EXERCISE TASK:
Please quote the listing below word for word, beginning at the line that contains "Examine the photo above and find every instance of alamy" and stopping after the line that contains "[0,107,108,165]".

STORED RECORDS:
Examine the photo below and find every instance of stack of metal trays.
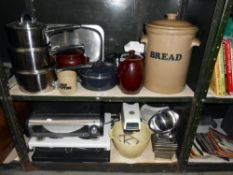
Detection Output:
[151,134,177,159]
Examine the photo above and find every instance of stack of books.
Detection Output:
[210,18,233,96]
[190,128,233,161]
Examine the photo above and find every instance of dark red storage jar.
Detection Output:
[119,50,144,94]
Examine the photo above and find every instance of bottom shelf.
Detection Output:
[188,119,233,165]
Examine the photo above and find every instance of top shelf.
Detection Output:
[10,84,194,102]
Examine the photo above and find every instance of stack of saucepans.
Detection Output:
[6,14,146,93]
[6,13,83,93]
[6,14,54,93]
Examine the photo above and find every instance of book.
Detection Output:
[223,38,233,95]
[218,42,226,96]
[210,49,222,95]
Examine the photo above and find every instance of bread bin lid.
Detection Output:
[146,13,198,32]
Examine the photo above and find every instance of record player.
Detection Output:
[28,113,111,162]
[26,113,104,138]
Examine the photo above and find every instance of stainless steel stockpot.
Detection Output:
[6,14,47,48]
[10,47,52,71]
[14,69,56,93]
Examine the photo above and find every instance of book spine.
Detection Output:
[210,56,222,95]
[223,39,233,95]
[218,43,226,95]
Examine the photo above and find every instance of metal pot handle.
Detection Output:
[20,12,36,24]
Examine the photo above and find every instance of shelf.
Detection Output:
[189,119,233,165]
[3,148,19,164]
[10,84,194,102]
[204,89,233,103]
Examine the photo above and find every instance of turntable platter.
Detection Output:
[44,125,82,133]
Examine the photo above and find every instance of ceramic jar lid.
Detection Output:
[146,13,198,33]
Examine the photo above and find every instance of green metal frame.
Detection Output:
[179,0,233,170]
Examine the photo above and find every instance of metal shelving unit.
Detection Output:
[0,0,233,172]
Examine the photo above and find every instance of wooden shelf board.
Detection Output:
[10,84,194,101]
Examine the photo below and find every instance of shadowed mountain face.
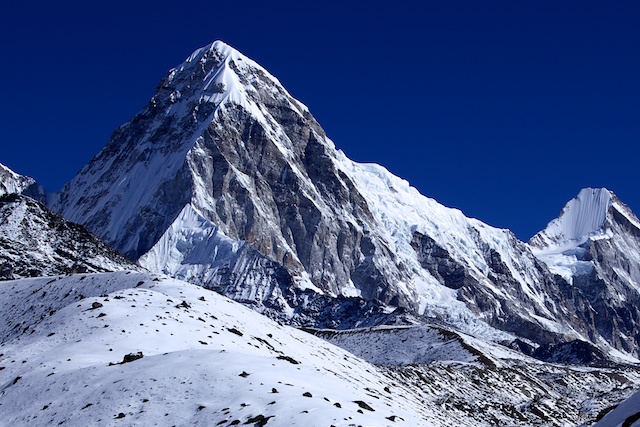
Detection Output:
[47,42,633,362]
[0,193,141,280]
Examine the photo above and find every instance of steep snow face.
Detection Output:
[593,392,640,427]
[531,188,640,357]
[529,188,613,282]
[53,42,620,343]
[0,193,139,280]
[0,163,45,202]
[530,188,612,249]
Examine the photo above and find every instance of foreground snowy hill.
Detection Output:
[593,392,640,427]
[0,272,640,427]
[53,42,636,354]
[0,163,46,203]
[0,272,430,426]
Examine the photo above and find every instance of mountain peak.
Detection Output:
[530,187,615,248]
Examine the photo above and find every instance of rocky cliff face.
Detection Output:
[53,42,640,360]
[0,193,141,280]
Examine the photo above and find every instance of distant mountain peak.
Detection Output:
[530,188,615,248]
[0,163,45,202]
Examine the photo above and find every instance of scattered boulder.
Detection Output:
[120,351,144,364]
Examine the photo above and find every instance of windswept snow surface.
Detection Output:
[0,163,36,195]
[529,188,613,283]
[0,272,432,427]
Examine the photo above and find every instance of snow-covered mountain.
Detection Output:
[53,42,634,353]
[0,193,141,280]
[530,188,640,356]
[0,163,46,203]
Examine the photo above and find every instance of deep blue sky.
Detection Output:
[0,0,640,240]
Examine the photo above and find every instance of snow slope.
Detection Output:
[0,271,640,427]
[593,392,640,427]
[0,163,45,202]
[0,272,436,426]
[529,188,613,282]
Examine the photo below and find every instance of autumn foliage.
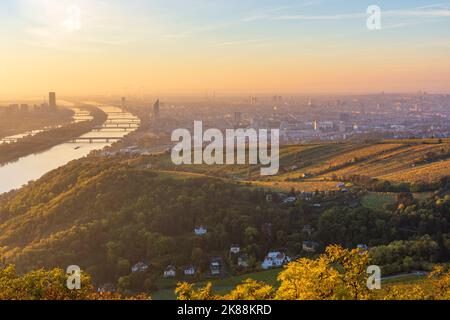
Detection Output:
[175,246,450,300]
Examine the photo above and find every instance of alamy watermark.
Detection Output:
[367,265,381,290]
[172,121,280,176]
[367,5,381,30]
[66,265,81,290]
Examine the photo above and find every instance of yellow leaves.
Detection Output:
[0,265,150,300]
[276,257,339,300]
[428,266,450,300]
[224,279,274,300]
[175,282,220,300]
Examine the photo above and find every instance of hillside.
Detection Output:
[0,143,450,296]
[140,140,450,192]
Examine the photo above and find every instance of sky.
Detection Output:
[0,0,450,100]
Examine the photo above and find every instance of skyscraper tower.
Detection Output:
[153,99,160,120]
[48,92,56,109]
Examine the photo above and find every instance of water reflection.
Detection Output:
[0,104,138,193]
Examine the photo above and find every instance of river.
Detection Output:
[0,104,138,193]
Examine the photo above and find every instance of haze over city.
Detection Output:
[0,0,450,98]
[0,0,450,308]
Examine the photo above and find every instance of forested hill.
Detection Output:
[0,150,450,292]
[0,158,288,281]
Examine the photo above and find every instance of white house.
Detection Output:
[302,241,319,253]
[210,258,222,276]
[283,197,297,203]
[131,262,148,273]
[357,243,369,251]
[238,254,249,268]
[194,226,208,236]
[230,245,241,254]
[164,266,177,278]
[184,266,196,276]
[261,251,291,270]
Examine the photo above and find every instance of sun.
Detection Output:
[17,0,96,32]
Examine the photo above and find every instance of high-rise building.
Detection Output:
[153,99,160,120]
[48,92,56,109]
[234,112,242,127]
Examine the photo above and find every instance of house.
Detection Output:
[357,243,369,251]
[164,266,177,278]
[210,258,222,276]
[238,254,250,268]
[301,192,313,201]
[261,251,291,270]
[302,224,314,235]
[230,245,241,254]
[184,266,196,276]
[97,283,116,293]
[194,226,208,236]
[131,262,148,273]
[302,241,319,253]
[261,222,272,238]
[283,196,297,204]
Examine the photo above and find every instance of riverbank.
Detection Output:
[0,108,73,139]
[0,107,108,165]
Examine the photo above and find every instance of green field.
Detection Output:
[151,269,281,300]
[361,192,396,210]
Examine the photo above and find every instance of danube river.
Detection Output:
[0,104,138,193]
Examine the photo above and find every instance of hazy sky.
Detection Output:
[0,0,450,99]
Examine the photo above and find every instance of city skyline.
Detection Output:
[0,0,450,98]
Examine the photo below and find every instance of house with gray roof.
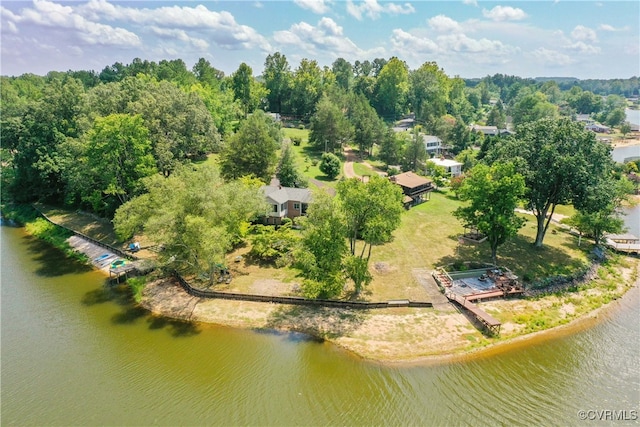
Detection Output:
[260,185,311,225]
[422,135,444,156]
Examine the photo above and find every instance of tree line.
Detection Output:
[0,53,626,296]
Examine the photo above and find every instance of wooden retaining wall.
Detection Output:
[173,271,433,310]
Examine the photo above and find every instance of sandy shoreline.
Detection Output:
[141,260,640,365]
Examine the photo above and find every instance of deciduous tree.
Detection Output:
[294,191,347,298]
[113,166,266,284]
[309,96,353,153]
[454,163,525,265]
[320,153,341,179]
[220,110,282,182]
[485,118,613,247]
[336,175,404,294]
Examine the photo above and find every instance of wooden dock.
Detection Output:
[445,291,502,335]
[605,234,640,254]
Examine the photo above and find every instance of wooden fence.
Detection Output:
[173,271,433,310]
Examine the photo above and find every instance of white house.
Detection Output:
[422,135,444,155]
[428,157,462,178]
[260,185,311,224]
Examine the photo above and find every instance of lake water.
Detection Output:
[624,108,640,126]
[0,227,640,426]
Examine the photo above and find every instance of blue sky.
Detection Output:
[0,0,640,79]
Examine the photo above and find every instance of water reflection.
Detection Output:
[0,229,640,425]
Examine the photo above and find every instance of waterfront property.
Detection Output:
[429,157,463,178]
[389,172,434,209]
[260,185,311,225]
[605,234,640,254]
[432,266,524,335]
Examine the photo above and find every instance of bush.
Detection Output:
[387,167,400,176]
[320,153,340,179]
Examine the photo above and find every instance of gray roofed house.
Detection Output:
[260,185,312,224]
[471,125,500,136]
[422,135,444,155]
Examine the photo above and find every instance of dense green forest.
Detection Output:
[0,53,639,296]
[1,53,639,216]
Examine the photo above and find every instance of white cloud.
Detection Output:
[482,6,527,21]
[566,41,601,55]
[532,47,575,67]
[391,28,439,55]
[273,17,363,57]
[347,0,416,21]
[427,15,462,33]
[151,26,209,50]
[293,0,331,14]
[79,0,271,51]
[598,24,629,32]
[437,34,514,56]
[571,25,598,42]
[2,0,141,47]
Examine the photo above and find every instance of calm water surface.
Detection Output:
[0,227,640,426]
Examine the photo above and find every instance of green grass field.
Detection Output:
[282,128,342,188]
[370,193,588,299]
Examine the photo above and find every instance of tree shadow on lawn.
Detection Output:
[436,235,584,281]
[24,236,93,277]
[82,280,200,337]
[264,305,367,339]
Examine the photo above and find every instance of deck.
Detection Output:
[605,234,640,254]
[445,292,502,335]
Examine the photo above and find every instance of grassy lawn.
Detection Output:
[282,128,342,188]
[353,163,376,176]
[36,204,123,248]
[39,172,590,301]
[369,193,587,299]
[553,205,576,216]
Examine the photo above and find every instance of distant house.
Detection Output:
[428,158,462,178]
[584,122,611,133]
[422,135,444,155]
[260,185,311,225]
[471,125,500,136]
[576,114,595,125]
[389,172,433,209]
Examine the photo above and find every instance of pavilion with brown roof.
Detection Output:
[389,172,434,209]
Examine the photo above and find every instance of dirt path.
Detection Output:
[343,148,380,179]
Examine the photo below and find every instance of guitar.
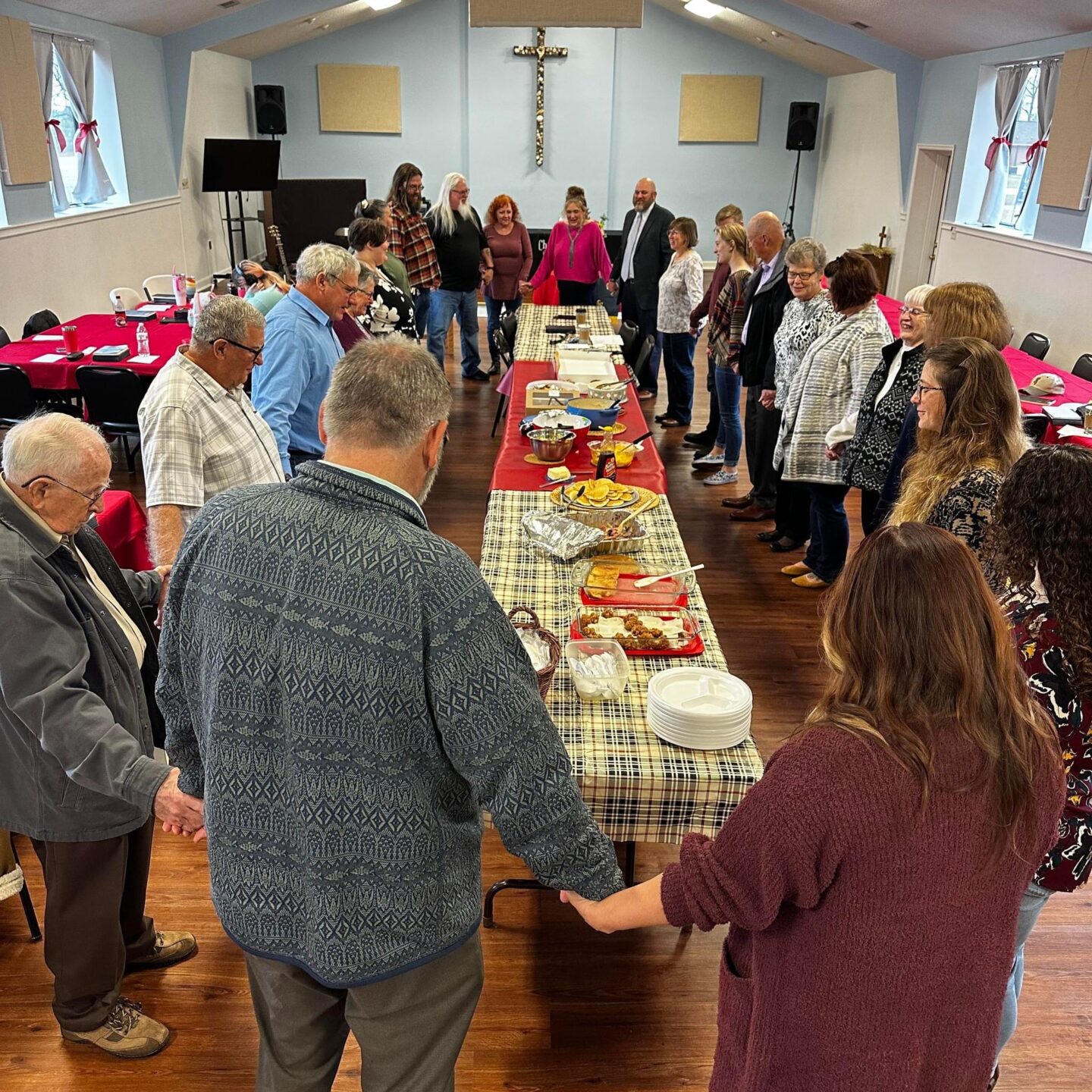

OUTPUT FOR THIS EXERCISE:
Examine the photo above and find every instance of alamy watermark.
Detection Output:
[367,265,381,290]
[172,121,280,176]
[367,5,381,30]
[66,265,81,290]
Examine the photo above and find every instance of yellow leaves.
Detection Output:
[0,265,150,300]
[276,257,339,300]
[428,266,450,300]
[224,279,274,300]
[175,282,220,300]
Examine the photo above and find every instance of hillside.
Detection Output:
[0,143,450,296]
[140,140,450,192]
Examine the photo above and find every instance of sky.
Detection Output:
[0,0,450,100]
Examine the photo above and find every instance of skyscraper tower.
Detection Output:
[153,99,160,120]
[48,92,56,109]
Examine the photo above and find every instance of water reflection.
Detection Output:
[0,104,138,193]
Examine the photo above and find every instance of river.
Detection Output:
[0,104,138,193]
Examine the photo above and find every instance of haze over city.
Detection Output:
[0,0,450,98]
[0,0,450,308]
Examine the photo above and find every instance of forested hill.
Detection Output:
[0,150,450,292]
[0,158,288,281]
Examine the photo above and find every instance of white house.
Detection Output:
[302,241,319,253]
[210,258,222,276]
[283,197,297,203]
[131,262,148,273]
[357,243,369,251]
[238,254,249,268]
[194,226,208,236]
[230,245,241,254]
[164,266,177,278]
[184,266,196,276]
[261,251,291,270]
Examine the photo above and find every instance of sun.
Detection Output:
[17,0,96,32]
Examine the photo above and find every instance of high-rise building.
Detection Output:
[153,99,160,120]
[48,92,56,109]
[234,112,242,127]
Examine the photo above and find every instance of house.
Detection Output:
[357,243,369,251]
[164,266,177,278]
[210,258,222,276]
[238,254,250,268]
[301,192,313,201]
[261,251,291,270]
[302,224,314,235]
[230,245,241,254]
[184,266,196,276]
[97,283,116,293]
[194,226,208,236]
[131,262,148,273]
[302,241,319,253]
[261,222,272,238]
[283,196,297,204]
Examine the photo above and find every instance of riverbank.
Detection Output:
[0,108,73,139]
[0,107,108,165]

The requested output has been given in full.